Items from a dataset
_ _ _

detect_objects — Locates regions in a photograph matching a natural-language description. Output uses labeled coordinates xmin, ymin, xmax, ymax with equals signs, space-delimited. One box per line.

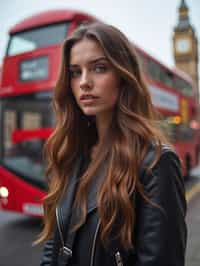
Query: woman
xmin=39 ymin=23 xmax=186 ymax=266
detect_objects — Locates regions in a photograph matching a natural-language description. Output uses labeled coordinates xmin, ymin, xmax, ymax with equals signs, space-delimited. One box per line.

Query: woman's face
xmin=70 ymin=39 xmax=119 ymax=117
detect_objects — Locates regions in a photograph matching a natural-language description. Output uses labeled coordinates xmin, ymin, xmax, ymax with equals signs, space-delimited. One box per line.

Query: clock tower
xmin=173 ymin=0 xmax=199 ymax=93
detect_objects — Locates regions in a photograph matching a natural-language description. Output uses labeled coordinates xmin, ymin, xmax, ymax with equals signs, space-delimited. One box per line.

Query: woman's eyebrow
xmin=69 ymin=56 xmax=108 ymax=68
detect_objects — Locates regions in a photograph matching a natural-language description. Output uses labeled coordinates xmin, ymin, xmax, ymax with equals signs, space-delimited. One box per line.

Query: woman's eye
xmin=70 ymin=69 xmax=81 ymax=78
xmin=94 ymin=65 xmax=106 ymax=73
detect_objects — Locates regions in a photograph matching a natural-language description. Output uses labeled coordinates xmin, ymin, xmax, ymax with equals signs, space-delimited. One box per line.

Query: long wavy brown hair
xmin=38 ymin=23 xmax=169 ymax=249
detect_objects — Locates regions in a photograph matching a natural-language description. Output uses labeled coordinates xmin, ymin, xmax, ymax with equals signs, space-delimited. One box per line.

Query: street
xmin=0 ymin=177 xmax=200 ymax=266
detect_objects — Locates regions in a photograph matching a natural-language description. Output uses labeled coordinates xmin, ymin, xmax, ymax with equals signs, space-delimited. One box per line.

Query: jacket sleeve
xmin=134 ymin=151 xmax=187 ymax=266
xmin=40 ymin=238 xmax=54 ymax=266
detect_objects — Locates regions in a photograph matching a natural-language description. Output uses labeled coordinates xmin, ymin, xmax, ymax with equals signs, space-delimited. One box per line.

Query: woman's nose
xmin=80 ymin=71 xmax=92 ymax=90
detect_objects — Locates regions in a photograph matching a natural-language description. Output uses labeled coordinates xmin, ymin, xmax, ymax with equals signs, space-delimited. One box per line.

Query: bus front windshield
xmin=7 ymin=22 xmax=69 ymax=56
xmin=1 ymin=93 xmax=53 ymax=189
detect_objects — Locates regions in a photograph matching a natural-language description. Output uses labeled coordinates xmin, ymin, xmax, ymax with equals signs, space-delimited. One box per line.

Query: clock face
xmin=176 ymin=38 xmax=190 ymax=53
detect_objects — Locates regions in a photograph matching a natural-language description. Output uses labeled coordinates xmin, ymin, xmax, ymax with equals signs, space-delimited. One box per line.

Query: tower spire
xmin=176 ymin=0 xmax=191 ymax=31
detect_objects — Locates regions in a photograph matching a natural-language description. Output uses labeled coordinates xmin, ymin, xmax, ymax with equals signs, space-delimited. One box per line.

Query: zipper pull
xmin=115 ymin=251 xmax=123 ymax=266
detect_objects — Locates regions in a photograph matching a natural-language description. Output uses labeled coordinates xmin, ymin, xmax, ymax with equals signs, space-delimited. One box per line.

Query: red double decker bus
xmin=0 ymin=10 xmax=199 ymax=216
xmin=136 ymin=47 xmax=200 ymax=178
xmin=0 ymin=10 xmax=96 ymax=216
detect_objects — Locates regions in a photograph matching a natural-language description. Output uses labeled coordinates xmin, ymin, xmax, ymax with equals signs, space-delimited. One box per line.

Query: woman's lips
xmin=80 ymin=95 xmax=99 ymax=104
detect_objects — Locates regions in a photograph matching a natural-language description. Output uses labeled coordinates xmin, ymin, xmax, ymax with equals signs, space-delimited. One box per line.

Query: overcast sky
xmin=0 ymin=0 xmax=200 ymax=71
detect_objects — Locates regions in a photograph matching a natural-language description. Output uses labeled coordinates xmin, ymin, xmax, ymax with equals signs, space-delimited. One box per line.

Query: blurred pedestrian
xmin=39 ymin=23 xmax=186 ymax=266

_ _ _

Aim of the exercise: Copy all of the items above line for line without changing anything, and leave out the pictures.

Result of the exercise:
detect_objects — Locates regions in a photograph matching a natural-language description. Output uses labeled coordinates xmin, ymin, xmax, ymax with equals signs, space-delimited. One box per line.

Query: woman
xmin=39 ymin=23 xmax=186 ymax=266
detect_objects — Locates regions in a photograph matching a natural-language description. Output uses labeled coordinates xmin, ymin, xmax, ymax with equals signs, space-delimited. One box per line.

Query: woman's face
xmin=70 ymin=39 xmax=119 ymax=117
detect_objects — Locates regions in a photograph matching a natural-language description. Output uses labeled coordinates xmin, ymin, xmax, ymax with equals signs, space-delimited. One box per line.

Query: clock tower
xmin=173 ymin=0 xmax=199 ymax=93
detect_objects — Locates regions in a photograph matching a natural-language description. Output uses labeled coordinates xmin, ymin, xmax, ymax with equals signs, space-delimited. One box per line.

Query: woman's eyebrow
xmin=69 ymin=56 xmax=108 ymax=68
detect_objects — Locates regions in a photograph matching a natural-language description. Output uses labeled coordinates xmin, ymin, xmax, ymax with equals signs, space-delimited. One box per line.

Query: woman's eye
xmin=70 ymin=69 xmax=81 ymax=78
xmin=94 ymin=65 xmax=106 ymax=73
detect_objects — Locates regions in a photograph matching a natural-language description. Output uses labeled coordinates xmin, ymin, xmax, ymax with equals signs, space-delimited. One box per line.

Query: long wavy brown hair
xmin=38 ymin=23 xmax=169 ymax=249
detect_objects — Locates regions in a photograph matching a natural-language description. Output uses labeled coordinates xmin, ymin, xmax, ymax with equals signs, space-delimited. One box per line.

Query: street
xmin=0 ymin=177 xmax=200 ymax=266
detect_objects — Locates regions in a photograph matching a natural-language description. Output uses labeled coordinates xmin, ymin, xmax, ymax with equals signs, space-delimited. One box per line.

Query: jacket sleeve
xmin=134 ymin=151 xmax=187 ymax=266
xmin=40 ymin=238 xmax=54 ymax=266
detect_objects — Locates regions in a photograph matching a natural-language description. Output uses labeled coordinates xmin, ymin, xmax, ymax with equals signs, space-delimited. One box per line.

Query: woman's nose
xmin=80 ymin=71 xmax=92 ymax=90
detect_objects — Locates regions in a photograph matching a natural-language description. Output uses labeled coordinates xmin, ymin, xmax, ymax with equals signs, space-delimited. One box per line.

Query: bus front windshield
xmin=7 ymin=22 xmax=69 ymax=56
xmin=1 ymin=93 xmax=53 ymax=189
detect_objects — Locates regions in a photograph matching a natural-language description. Output uses labeled coordinates xmin, ymin, xmax, ymax with equals signs, space-delimited. One box per line.

Query: clock face
xmin=176 ymin=38 xmax=190 ymax=53
detect_objects — Locates regions in a photograph matching a natural-language description. Output uses labeled coordinates xmin, ymin, xmax, ymax with equals signs, space-delimited. One box per line.

Query: tower spire
xmin=176 ymin=0 xmax=191 ymax=31
detect_objects — Locates regions in a photograph matching a natural-language description. Output uses labeled coordinates xmin, ymin, xmax, ymax with equals signs, space-delimited. One box per line.

Query: zipper pull
xmin=115 ymin=251 xmax=123 ymax=266
detect_objects — Locates regions in a photograph matching a natural-language description. Output uses labeled coordinates xmin, ymin, xmax, ymax with equals signs, space-delimited. One box per line.

Query: red double decker bus
xmin=0 ymin=10 xmax=199 ymax=216
xmin=136 ymin=47 xmax=200 ymax=178
xmin=0 ymin=10 xmax=96 ymax=216
detect_objects — Locates regions in a photograph matching a natural-language description. Output uses labeled coordinates xmin, ymin, xmax, ymax with equals signs, space-delimited. One box per line.

Query: woman's lips
xmin=80 ymin=95 xmax=99 ymax=104
detect_objects — Locates regions in a photograph matching a natural-language description. Output uses labeled coordinates xmin, ymin, xmax, ymax with equals signs, space-delimited. One box per line.

Query: overcast sky
xmin=0 ymin=0 xmax=200 ymax=71
detect_objects — Locates regions in a photograph matching a natural-language description. Output uses labeled coordinates xmin, ymin, xmax, ymax with equals signs, space-delimited. One box per line.

Query: blurred pedestrian
xmin=39 ymin=23 xmax=186 ymax=266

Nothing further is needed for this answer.